(Part of a data file)
========================================================================

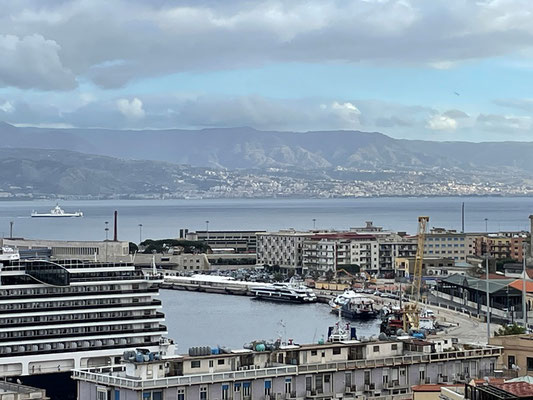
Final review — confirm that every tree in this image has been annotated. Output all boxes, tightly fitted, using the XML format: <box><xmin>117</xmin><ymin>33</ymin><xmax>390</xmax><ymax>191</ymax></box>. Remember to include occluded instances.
<box><xmin>129</xmin><ymin>242</ymin><xmax>139</xmax><ymax>254</ymax></box>
<box><xmin>494</xmin><ymin>322</ymin><xmax>526</xmax><ymax>336</ymax></box>
<box><xmin>326</xmin><ymin>269</ymin><xmax>335</xmax><ymax>282</ymax></box>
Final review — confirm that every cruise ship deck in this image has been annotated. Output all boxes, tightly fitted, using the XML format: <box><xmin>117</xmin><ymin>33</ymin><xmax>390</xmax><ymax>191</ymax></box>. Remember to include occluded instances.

========================================================================

• _Requirements_
Rewrite each line of the material above as a numbered list, skipping any blank lines. Leave the picture out of your answer.

• _Task answer_
1. Final review — confirm that every tree in this image has been annotated. Output all boxes, tightly fitted, using the XML format: <box><xmin>117</xmin><ymin>33</ymin><xmax>390</xmax><ymax>191</ymax></box>. Remember to include occluded instances.
2. <box><xmin>129</xmin><ymin>242</ymin><xmax>139</xmax><ymax>254</ymax></box>
3. <box><xmin>494</xmin><ymin>322</ymin><xmax>526</xmax><ymax>336</ymax></box>
4. <box><xmin>326</xmin><ymin>269</ymin><xmax>335</xmax><ymax>282</ymax></box>
5. Final review — confirm that every cruise ship deck in this image has been annotated. Output all boxes, tightly fitted, using the XML format: <box><xmin>117</xmin><ymin>33</ymin><xmax>390</xmax><ymax>191</ymax></box>. Remember to include occluded instances.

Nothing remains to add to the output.